AVAILABLE DATA:
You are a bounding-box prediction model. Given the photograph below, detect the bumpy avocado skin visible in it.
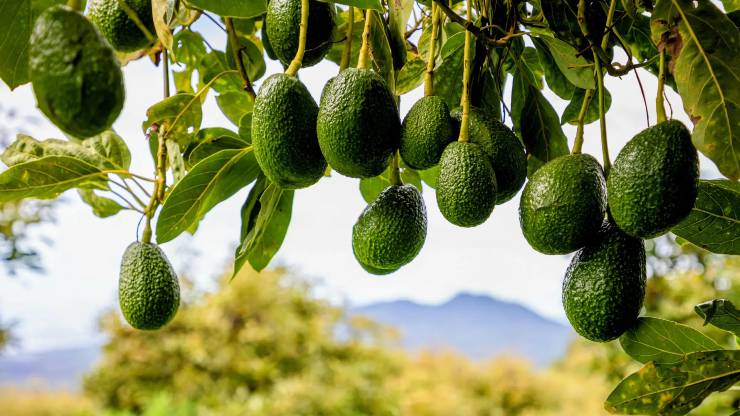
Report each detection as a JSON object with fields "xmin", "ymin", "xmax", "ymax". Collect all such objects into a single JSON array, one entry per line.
[
  {"xmin": 265, "ymin": 0, "xmax": 336, "ymax": 68},
  {"xmin": 352, "ymin": 185, "xmax": 427, "ymax": 274},
  {"xmin": 88, "ymin": 0, "xmax": 156, "ymax": 52},
  {"xmin": 252, "ymin": 74, "xmax": 326, "ymax": 189},
  {"xmin": 452, "ymin": 107, "xmax": 527, "ymax": 204},
  {"xmin": 399, "ymin": 95, "xmax": 455, "ymax": 170},
  {"xmin": 563, "ymin": 221, "xmax": 645, "ymax": 342},
  {"xmin": 437, "ymin": 142, "xmax": 497, "ymax": 227},
  {"xmin": 607, "ymin": 120, "xmax": 699, "ymax": 239},
  {"xmin": 29, "ymin": 6, "xmax": 125, "ymax": 138},
  {"xmin": 519, "ymin": 154, "xmax": 606, "ymax": 254},
  {"xmin": 118, "ymin": 242, "xmax": 180, "ymax": 330},
  {"xmin": 316, "ymin": 68, "xmax": 401, "ymax": 178}
]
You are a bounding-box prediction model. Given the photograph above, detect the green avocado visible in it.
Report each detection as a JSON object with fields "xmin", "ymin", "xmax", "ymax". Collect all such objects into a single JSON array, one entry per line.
[
  {"xmin": 265, "ymin": 0, "xmax": 336, "ymax": 68},
  {"xmin": 252, "ymin": 74, "xmax": 326, "ymax": 189},
  {"xmin": 29, "ymin": 6, "xmax": 125, "ymax": 138},
  {"xmin": 118, "ymin": 242, "xmax": 180, "ymax": 330},
  {"xmin": 352, "ymin": 185, "xmax": 427, "ymax": 274},
  {"xmin": 437, "ymin": 142, "xmax": 496, "ymax": 227},
  {"xmin": 563, "ymin": 221, "xmax": 645, "ymax": 342},
  {"xmin": 316, "ymin": 68, "xmax": 401, "ymax": 178},
  {"xmin": 88, "ymin": 0, "xmax": 157, "ymax": 52},
  {"xmin": 607, "ymin": 120, "xmax": 699, "ymax": 239},
  {"xmin": 399, "ymin": 96, "xmax": 455, "ymax": 170},
  {"xmin": 519, "ymin": 154, "xmax": 606, "ymax": 254},
  {"xmin": 452, "ymin": 107, "xmax": 527, "ymax": 204}
]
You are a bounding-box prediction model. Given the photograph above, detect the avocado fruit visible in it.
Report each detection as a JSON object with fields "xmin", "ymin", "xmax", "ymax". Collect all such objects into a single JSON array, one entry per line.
[
  {"xmin": 316, "ymin": 68, "xmax": 401, "ymax": 178},
  {"xmin": 398, "ymin": 95, "xmax": 455, "ymax": 170},
  {"xmin": 352, "ymin": 185, "xmax": 427, "ymax": 274},
  {"xmin": 29, "ymin": 6, "xmax": 125, "ymax": 138},
  {"xmin": 265, "ymin": 0, "xmax": 336, "ymax": 68},
  {"xmin": 452, "ymin": 107, "xmax": 527, "ymax": 205},
  {"xmin": 87, "ymin": 0, "xmax": 157, "ymax": 52},
  {"xmin": 563, "ymin": 220, "xmax": 646, "ymax": 342},
  {"xmin": 252, "ymin": 74, "xmax": 326, "ymax": 189},
  {"xmin": 519, "ymin": 154, "xmax": 606, "ymax": 254},
  {"xmin": 118, "ymin": 241, "xmax": 180, "ymax": 330},
  {"xmin": 437, "ymin": 141, "xmax": 496, "ymax": 227},
  {"xmin": 607, "ymin": 120, "xmax": 699, "ymax": 239}
]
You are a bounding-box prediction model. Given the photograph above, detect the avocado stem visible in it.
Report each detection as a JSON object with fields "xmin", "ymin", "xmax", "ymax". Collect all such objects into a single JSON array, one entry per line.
[{"xmin": 285, "ymin": 0, "xmax": 309, "ymax": 77}]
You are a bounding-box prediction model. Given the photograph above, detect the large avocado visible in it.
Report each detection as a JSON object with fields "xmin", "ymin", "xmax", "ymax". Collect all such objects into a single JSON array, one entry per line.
[
  {"xmin": 316, "ymin": 68, "xmax": 401, "ymax": 178},
  {"xmin": 437, "ymin": 142, "xmax": 496, "ymax": 227},
  {"xmin": 118, "ymin": 242, "xmax": 180, "ymax": 330},
  {"xmin": 519, "ymin": 154, "xmax": 606, "ymax": 254},
  {"xmin": 265, "ymin": 0, "xmax": 336, "ymax": 67},
  {"xmin": 30, "ymin": 6, "xmax": 125, "ymax": 138},
  {"xmin": 252, "ymin": 74, "xmax": 326, "ymax": 189},
  {"xmin": 607, "ymin": 120, "xmax": 699, "ymax": 239},
  {"xmin": 563, "ymin": 221, "xmax": 645, "ymax": 342}
]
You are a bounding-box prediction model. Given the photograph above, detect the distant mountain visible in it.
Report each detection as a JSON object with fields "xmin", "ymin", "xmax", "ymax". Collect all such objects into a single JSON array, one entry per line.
[{"xmin": 352, "ymin": 293, "xmax": 573, "ymax": 366}]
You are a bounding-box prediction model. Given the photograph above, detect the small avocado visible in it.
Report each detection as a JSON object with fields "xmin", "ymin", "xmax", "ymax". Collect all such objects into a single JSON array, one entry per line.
[
  {"xmin": 519, "ymin": 154, "xmax": 606, "ymax": 254},
  {"xmin": 437, "ymin": 141, "xmax": 496, "ymax": 227},
  {"xmin": 607, "ymin": 120, "xmax": 699, "ymax": 239},
  {"xmin": 88, "ymin": 0, "xmax": 157, "ymax": 52},
  {"xmin": 399, "ymin": 95, "xmax": 455, "ymax": 170},
  {"xmin": 352, "ymin": 185, "xmax": 427, "ymax": 274},
  {"xmin": 563, "ymin": 220, "xmax": 645, "ymax": 342},
  {"xmin": 316, "ymin": 68, "xmax": 401, "ymax": 178},
  {"xmin": 452, "ymin": 107, "xmax": 527, "ymax": 205},
  {"xmin": 118, "ymin": 242, "xmax": 180, "ymax": 330},
  {"xmin": 252, "ymin": 74, "xmax": 326, "ymax": 189},
  {"xmin": 265, "ymin": 0, "xmax": 336, "ymax": 68},
  {"xmin": 29, "ymin": 6, "xmax": 125, "ymax": 138}
]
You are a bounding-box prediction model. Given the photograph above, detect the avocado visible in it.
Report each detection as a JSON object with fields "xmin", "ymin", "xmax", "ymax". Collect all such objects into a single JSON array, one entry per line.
[
  {"xmin": 252, "ymin": 74, "xmax": 326, "ymax": 189},
  {"xmin": 452, "ymin": 107, "xmax": 527, "ymax": 204},
  {"xmin": 563, "ymin": 220, "xmax": 645, "ymax": 342},
  {"xmin": 29, "ymin": 6, "xmax": 125, "ymax": 138},
  {"xmin": 352, "ymin": 185, "xmax": 427, "ymax": 274},
  {"xmin": 118, "ymin": 241, "xmax": 180, "ymax": 330},
  {"xmin": 607, "ymin": 120, "xmax": 699, "ymax": 239},
  {"xmin": 265, "ymin": 0, "xmax": 336, "ymax": 68},
  {"xmin": 437, "ymin": 142, "xmax": 496, "ymax": 227},
  {"xmin": 316, "ymin": 68, "xmax": 401, "ymax": 178},
  {"xmin": 519, "ymin": 154, "xmax": 606, "ymax": 254},
  {"xmin": 88, "ymin": 0, "xmax": 157, "ymax": 52},
  {"xmin": 399, "ymin": 95, "xmax": 455, "ymax": 170}
]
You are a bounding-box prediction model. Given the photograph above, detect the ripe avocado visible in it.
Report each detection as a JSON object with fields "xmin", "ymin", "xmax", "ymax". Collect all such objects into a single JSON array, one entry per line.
[
  {"xmin": 452, "ymin": 107, "xmax": 527, "ymax": 204},
  {"xmin": 563, "ymin": 220, "xmax": 645, "ymax": 342},
  {"xmin": 519, "ymin": 154, "xmax": 606, "ymax": 254},
  {"xmin": 88, "ymin": 0, "xmax": 156, "ymax": 52},
  {"xmin": 118, "ymin": 242, "xmax": 180, "ymax": 330},
  {"xmin": 265, "ymin": 0, "xmax": 336, "ymax": 68},
  {"xmin": 352, "ymin": 185, "xmax": 427, "ymax": 274},
  {"xmin": 252, "ymin": 74, "xmax": 326, "ymax": 189},
  {"xmin": 437, "ymin": 141, "xmax": 496, "ymax": 227},
  {"xmin": 399, "ymin": 96, "xmax": 455, "ymax": 170},
  {"xmin": 29, "ymin": 6, "xmax": 125, "ymax": 138},
  {"xmin": 607, "ymin": 120, "xmax": 699, "ymax": 239},
  {"xmin": 316, "ymin": 68, "xmax": 401, "ymax": 178}
]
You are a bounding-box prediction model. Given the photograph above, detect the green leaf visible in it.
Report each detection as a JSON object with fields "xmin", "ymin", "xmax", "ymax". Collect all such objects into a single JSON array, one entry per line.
[
  {"xmin": 605, "ymin": 350, "xmax": 740, "ymax": 415},
  {"xmin": 619, "ymin": 317, "xmax": 722, "ymax": 364},
  {"xmin": 694, "ymin": 299, "xmax": 740, "ymax": 337},
  {"xmin": 671, "ymin": 180, "xmax": 740, "ymax": 254},
  {"xmin": 157, "ymin": 147, "xmax": 260, "ymax": 244}
]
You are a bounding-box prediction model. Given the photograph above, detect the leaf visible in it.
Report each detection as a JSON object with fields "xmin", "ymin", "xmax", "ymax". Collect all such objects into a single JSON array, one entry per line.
[
  {"xmin": 604, "ymin": 350, "xmax": 740, "ymax": 415},
  {"xmin": 157, "ymin": 147, "xmax": 260, "ymax": 244},
  {"xmin": 694, "ymin": 299, "xmax": 740, "ymax": 337},
  {"xmin": 619, "ymin": 317, "xmax": 722, "ymax": 364},
  {"xmin": 671, "ymin": 180, "xmax": 740, "ymax": 254}
]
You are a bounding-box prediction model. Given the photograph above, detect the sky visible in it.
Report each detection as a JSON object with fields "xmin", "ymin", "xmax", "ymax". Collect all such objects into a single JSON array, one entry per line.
[{"xmin": 0, "ymin": 19, "xmax": 719, "ymax": 352}]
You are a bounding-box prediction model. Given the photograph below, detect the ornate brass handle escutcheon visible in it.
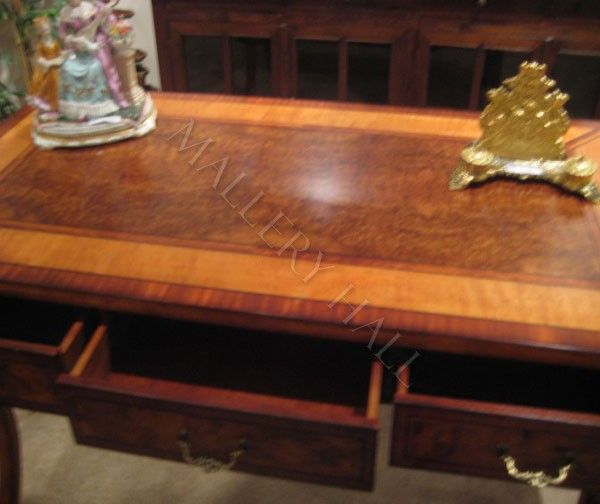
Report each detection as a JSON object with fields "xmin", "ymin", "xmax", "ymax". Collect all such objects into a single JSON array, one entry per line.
[
  {"xmin": 499, "ymin": 450, "xmax": 572, "ymax": 488},
  {"xmin": 177, "ymin": 429, "xmax": 246, "ymax": 474}
]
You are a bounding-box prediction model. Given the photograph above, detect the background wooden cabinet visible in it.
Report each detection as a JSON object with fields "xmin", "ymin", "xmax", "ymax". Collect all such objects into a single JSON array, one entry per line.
[{"xmin": 154, "ymin": 0, "xmax": 600, "ymax": 117}]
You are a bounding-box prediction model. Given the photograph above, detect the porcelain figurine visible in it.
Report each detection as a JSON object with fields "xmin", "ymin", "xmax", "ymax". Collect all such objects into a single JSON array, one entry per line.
[
  {"xmin": 27, "ymin": 16, "xmax": 64, "ymax": 113},
  {"xmin": 30, "ymin": 0, "xmax": 156, "ymax": 148}
]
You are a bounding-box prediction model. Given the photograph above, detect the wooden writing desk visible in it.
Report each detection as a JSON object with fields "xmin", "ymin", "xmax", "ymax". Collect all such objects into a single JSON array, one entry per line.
[{"xmin": 0, "ymin": 94, "xmax": 600, "ymax": 500}]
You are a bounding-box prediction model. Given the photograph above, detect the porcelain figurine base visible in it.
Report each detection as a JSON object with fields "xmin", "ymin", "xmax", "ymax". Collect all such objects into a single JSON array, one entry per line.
[
  {"xmin": 32, "ymin": 95, "xmax": 156, "ymax": 149},
  {"xmin": 449, "ymin": 142, "xmax": 600, "ymax": 203}
]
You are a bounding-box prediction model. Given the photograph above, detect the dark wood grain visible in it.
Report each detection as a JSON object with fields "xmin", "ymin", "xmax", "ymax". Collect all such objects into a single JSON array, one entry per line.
[
  {"xmin": 154, "ymin": 0, "xmax": 600, "ymax": 106},
  {"xmin": 391, "ymin": 352, "xmax": 600, "ymax": 489},
  {"xmin": 0, "ymin": 116, "xmax": 600, "ymax": 284},
  {"xmin": 59, "ymin": 318, "xmax": 381, "ymax": 489},
  {"xmin": 0, "ymin": 298, "xmax": 84, "ymax": 412},
  {"xmin": 0, "ymin": 95, "xmax": 600, "ymax": 367}
]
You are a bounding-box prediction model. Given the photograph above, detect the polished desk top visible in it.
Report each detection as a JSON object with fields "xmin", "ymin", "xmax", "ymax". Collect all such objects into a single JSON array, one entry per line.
[{"xmin": 0, "ymin": 93, "xmax": 600, "ymax": 367}]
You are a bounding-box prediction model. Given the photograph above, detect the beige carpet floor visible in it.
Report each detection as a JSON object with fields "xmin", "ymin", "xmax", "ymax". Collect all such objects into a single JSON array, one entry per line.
[{"xmin": 17, "ymin": 406, "xmax": 578, "ymax": 504}]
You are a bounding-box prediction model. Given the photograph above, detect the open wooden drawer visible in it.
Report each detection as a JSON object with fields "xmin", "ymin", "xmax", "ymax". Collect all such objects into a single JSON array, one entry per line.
[
  {"xmin": 59, "ymin": 317, "xmax": 382, "ymax": 489},
  {"xmin": 391, "ymin": 353, "xmax": 600, "ymax": 489},
  {"xmin": 0, "ymin": 297, "xmax": 84, "ymax": 412}
]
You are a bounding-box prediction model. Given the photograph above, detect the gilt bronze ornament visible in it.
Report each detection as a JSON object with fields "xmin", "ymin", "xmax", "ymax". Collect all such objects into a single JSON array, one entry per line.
[{"xmin": 449, "ymin": 62, "xmax": 600, "ymax": 203}]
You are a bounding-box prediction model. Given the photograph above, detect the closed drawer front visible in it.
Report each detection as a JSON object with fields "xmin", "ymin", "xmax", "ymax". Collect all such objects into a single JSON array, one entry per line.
[
  {"xmin": 391, "ymin": 352, "xmax": 600, "ymax": 488},
  {"xmin": 60, "ymin": 316, "xmax": 381, "ymax": 489},
  {"xmin": 0, "ymin": 298, "xmax": 84, "ymax": 411}
]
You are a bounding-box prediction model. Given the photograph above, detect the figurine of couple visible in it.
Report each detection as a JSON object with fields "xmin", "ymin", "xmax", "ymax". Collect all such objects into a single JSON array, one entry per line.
[{"xmin": 28, "ymin": 0, "xmax": 155, "ymax": 147}]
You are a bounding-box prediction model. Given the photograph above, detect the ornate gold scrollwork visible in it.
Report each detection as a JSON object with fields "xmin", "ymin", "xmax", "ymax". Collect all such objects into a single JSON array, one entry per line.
[
  {"xmin": 500, "ymin": 454, "xmax": 572, "ymax": 488},
  {"xmin": 177, "ymin": 429, "xmax": 246, "ymax": 474}
]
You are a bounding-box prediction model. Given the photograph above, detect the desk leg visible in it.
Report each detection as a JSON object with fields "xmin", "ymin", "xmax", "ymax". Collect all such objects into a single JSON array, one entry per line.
[
  {"xmin": 0, "ymin": 407, "xmax": 21, "ymax": 504},
  {"xmin": 579, "ymin": 490, "xmax": 600, "ymax": 504}
]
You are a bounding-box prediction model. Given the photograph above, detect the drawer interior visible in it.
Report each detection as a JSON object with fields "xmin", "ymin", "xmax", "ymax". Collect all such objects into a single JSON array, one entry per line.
[
  {"xmin": 91, "ymin": 315, "xmax": 372, "ymax": 411},
  {"xmin": 399, "ymin": 352, "xmax": 600, "ymax": 413},
  {"xmin": 0, "ymin": 297, "xmax": 85, "ymax": 346}
]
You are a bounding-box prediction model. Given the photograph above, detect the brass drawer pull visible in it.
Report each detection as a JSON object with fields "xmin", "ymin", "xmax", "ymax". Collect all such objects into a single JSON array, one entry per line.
[
  {"xmin": 500, "ymin": 453, "xmax": 571, "ymax": 488},
  {"xmin": 177, "ymin": 429, "xmax": 246, "ymax": 474}
]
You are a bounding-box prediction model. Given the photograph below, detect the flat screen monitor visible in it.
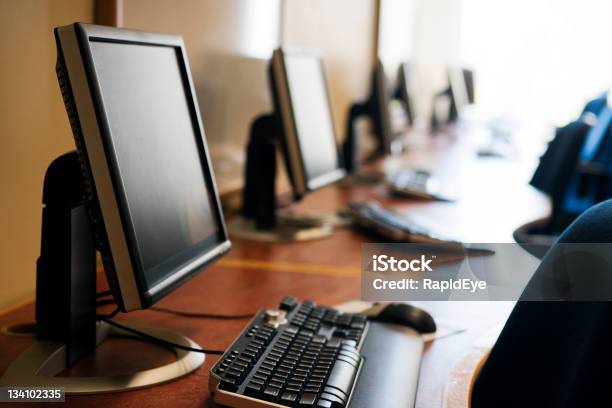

WHAT NEEDS TO BE DONE: Pull out every line of the data that contains the word "leaf" and list those lines.

RESULT OF THE TASK:
You are a bounding-box prediction model. Given the photograph above, detect the green leaf visible in it.
You are a bounding-box prediction model. Given the photograph above, detect the leaf visible in it.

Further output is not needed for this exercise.